AUFGABENSTELLUNG.
A. Erläutern Sie anhand des Textabschnitts über die Malscher Störche, warum man seit 1909 versuchte, die Störche wieder im Dorf anzusiedeln.
B. Führen Sie den Textabschnitt über die Malscher Störche nach seinem letzten Satz weiter.

TEXTABSCHNITT.

# # #

Der Klapperstorch, das „bürgerliche“ Wappentier von Malsch und zugleich der Spitzname für seine Bewohner, sorgt dann für die Auslieferung. Meistens jedenfalls. So beschreibt es Wilhelm Wildemann in seinem Buch „Malscher Leben“. Bis heute findet sich der Storch in verschiedensten Erscheinungsformen wieder. Sei es der Storchenplatz (Kirchplatz), der Storchenbrunnen oder das Wappen der Fastnachter Storchengarde (GroKaGe).
In dem Leitspruch aus der „Pflugschar“ der GroKaGe steht unter anderem: „An Fasnacht, do sin mir halt alle Narren“ und einigt damit die sogenannten „Altmalscher“ und Heimatvertriebene aus dem Osten sowie Zugezogene. Aber auch in natura wird sich um die Störche gekümmert: Seit einem Brand im Jahr 1909, bei dem das Storchennest auf dem Malscher Rathausdach zerstört worden war, wurde versucht, die Störche wieder im Dorf anzusiedeln.
Im Frühjahr 2018 und nach dem Bau dreier verschiedener Storchennester an unterschiedlichen Standorten zog dann endlich ein Storchenpaar zwei Junge groß. Jedoch nicht auf dem wiederaufgebauten Nest auf dem Rathaus, sondern im Federbachbruch, der sich ganz in der Nähe des Kindlesbrunnen befindet.

# # #

DATENAUSZÜGE.
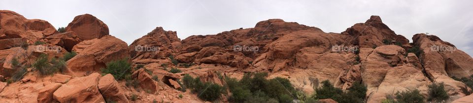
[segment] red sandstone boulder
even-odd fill
[[[117,103],[130,103],[123,90],[120,90],[118,82],[112,74],[107,74],[100,78],[99,80],[99,90],[105,100]]]
[[[71,51],[72,47],[75,44],[82,41],[74,32],[72,31],[55,34],[46,37],[46,39],[48,40],[48,43],[61,46],[68,51]]]
[[[68,27],[67,32],[73,31],[83,40],[100,38],[108,35],[108,27],[92,15],[85,14],[74,18]]]
[[[60,87],[53,94],[55,100],[60,103],[105,102],[98,88],[100,74],[72,79]]]
[[[120,39],[107,35],[94,41],[68,61],[68,68],[75,76],[83,75],[87,71],[99,71],[109,62],[130,58],[127,43]]]

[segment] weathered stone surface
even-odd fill
[[[105,100],[117,103],[130,103],[122,90],[120,90],[118,82],[112,74],[107,74],[100,78],[99,80],[99,90]]]
[[[67,67],[75,76],[83,75],[87,71],[99,71],[109,62],[129,58],[127,48],[127,43],[120,39],[105,36],[80,50],[77,56],[68,61]]]
[[[105,102],[98,86],[100,76],[100,74],[93,73],[73,78],[54,92],[53,97],[60,103]]]
[[[108,27],[92,15],[85,14],[74,18],[67,27],[67,32],[73,31],[81,39],[100,38],[108,35]]]

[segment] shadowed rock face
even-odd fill
[[[434,82],[443,82],[452,99],[472,91],[451,78],[473,74],[470,56],[456,49],[436,49],[455,46],[435,35],[415,34],[413,43],[410,44],[377,16],[340,34],[269,19],[257,23],[254,28],[193,35],[181,40],[176,32],[157,27],[129,46],[108,35],[106,25],[90,14],[74,18],[64,33],[56,32],[47,22],[26,19],[12,11],[1,10],[0,16],[0,42],[5,43],[0,44],[2,78],[10,78],[16,71],[8,61],[18,57],[17,53],[30,56],[19,59],[22,65],[34,62],[40,54],[59,58],[66,50],[78,53],[66,63],[64,72],[70,76],[61,73],[37,76],[33,70],[18,81],[21,83],[0,83],[2,102],[36,99],[40,103],[150,103],[156,99],[203,103],[196,94],[179,91],[185,87],[180,80],[183,75],[189,74],[203,82],[225,85],[223,77],[240,78],[245,72],[269,72],[270,78],[288,78],[295,88],[308,94],[325,80],[345,90],[355,82],[362,81],[368,87],[368,103],[380,103],[387,95],[414,89],[426,98],[428,86]],[[30,46],[22,49],[16,41]],[[33,45],[36,41],[46,44]],[[41,45],[62,50],[35,49]],[[407,53],[408,49],[417,46],[419,55]],[[132,80],[117,81],[111,74],[102,77],[98,73],[90,74],[100,72],[107,63],[127,58],[134,67],[132,74],[126,78]],[[181,72],[171,73],[171,69]],[[131,101],[133,96],[137,98],[135,101]],[[227,98],[223,97],[222,102],[228,102]]]
[[[83,40],[100,38],[108,35],[108,27],[92,15],[85,14],[74,18],[68,27],[67,32],[73,31]]]

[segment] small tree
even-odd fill
[[[127,58],[110,62],[107,63],[106,66],[106,68],[101,69],[102,72],[110,73],[117,80],[124,79],[127,75],[131,75],[132,73],[131,65]]]
[[[424,103],[424,97],[418,90],[406,91],[396,94],[396,99],[399,103]]]
[[[428,101],[440,102],[448,99],[448,94],[443,87],[443,82],[434,83],[429,85],[429,99]]]

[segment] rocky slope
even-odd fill
[[[417,34],[409,43],[377,16],[340,34],[270,19],[252,28],[181,40],[176,32],[157,27],[129,46],[109,35],[106,25],[90,14],[77,16],[66,30],[59,33],[44,20],[0,11],[0,80],[5,82],[0,82],[0,101],[203,103],[197,94],[180,91],[184,74],[223,85],[220,73],[240,78],[244,73],[257,72],[288,78],[307,94],[325,80],[344,90],[362,81],[368,87],[367,103],[414,89],[427,97],[427,86],[436,82],[445,83],[450,101],[465,97],[454,102],[468,102],[466,98],[471,97],[467,96],[471,88],[451,77],[473,74],[472,57],[456,48],[442,49],[455,46],[435,35]],[[419,52],[409,53],[411,48]],[[78,55],[64,63],[62,72],[44,75],[27,66],[42,54],[51,60],[68,51]],[[136,80],[136,87],[110,74],[101,74],[106,64],[123,58],[132,63],[129,77]],[[21,80],[7,83],[21,69],[12,60],[27,71]],[[171,68],[182,72],[168,72]],[[219,101],[229,102],[225,96]]]

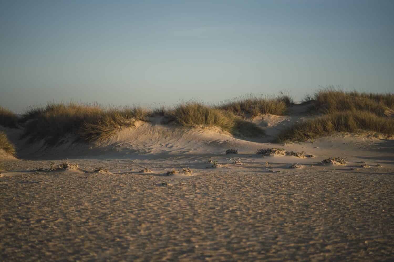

# # #

LÖSUNGEN.
A. Bei einem Brand im Jahr 1909 war das Storchennest auf dem Malscher Rathausdach zerstört worden. Seitdem bemühte man sich, die Störche wieder im Dorf heimisch zu machen.

B.
Rainer Walter von den Heimatfreunden Malsch erzählt, dass es natürlich auch individuelle Spitznamen unter den Malschern gab: „Wenn dann einer gestorben ist, stand der bürgerliche Namen in der Todesanzeige, und da wusste dann im ersten Moment niemand, wer gemeint war, weil man sich eben mit den Spitznamen angeredet hatte.“
Beispiele für solche wären etwa „dä Affesepp“, „dä Grummhals“ oder „d’Ölpeter“. Spitznamen haben also eine Art Zusammengehörigkeit ausgedrückt. So wird zum Beispiel die Existenz von Übernamen für Juden sowie Nicht-Juden als Beweis für ein gutes Miteinander angeführt. Beispiele hierfür: „Maier Abraham“ wurde „Keppler“ genannt oder „Maier Maier“ trug den Übernamen „Kanonen Maier“, während „Schlemmer-Bäck“ für „Löb Friedrich“ zu den ausgefalleneren Spitznamen zählte.
Hieraus lässt sich ablesen, dass nicht nur Zusammengehörigkeit, sondern auch eine gewisse Ordnung mit dem System der Spitznamen geschaffen wurde.
Aber man konnte nicht nur Familiennamen wie Maier damit auseinanderhalten, weiß Walter zu berichten. Seit dem 18. Jahrhundert kam es bei Nachbarschaftsgesprächen vermehrt zu Unklarheiten, welcher „Johannes“ oder welche „Maria“ denn jetzt genau gemeint sei, da die Verehrung des St. Johannes von Nepomuk seitens Markgräfin Sibylla Augusta Auswirkungen auf die Kirchenbücher gehabt hatte. Bei der Taufe häuften sich also beide oben genannten Namen, weshalb mit an Sicherheit grenzender Wahrscheinlichkeit einer der Namen in einer Malscher Großfamilie (wie zum Beispiel Kunz, Kastner) vorgekommen ist.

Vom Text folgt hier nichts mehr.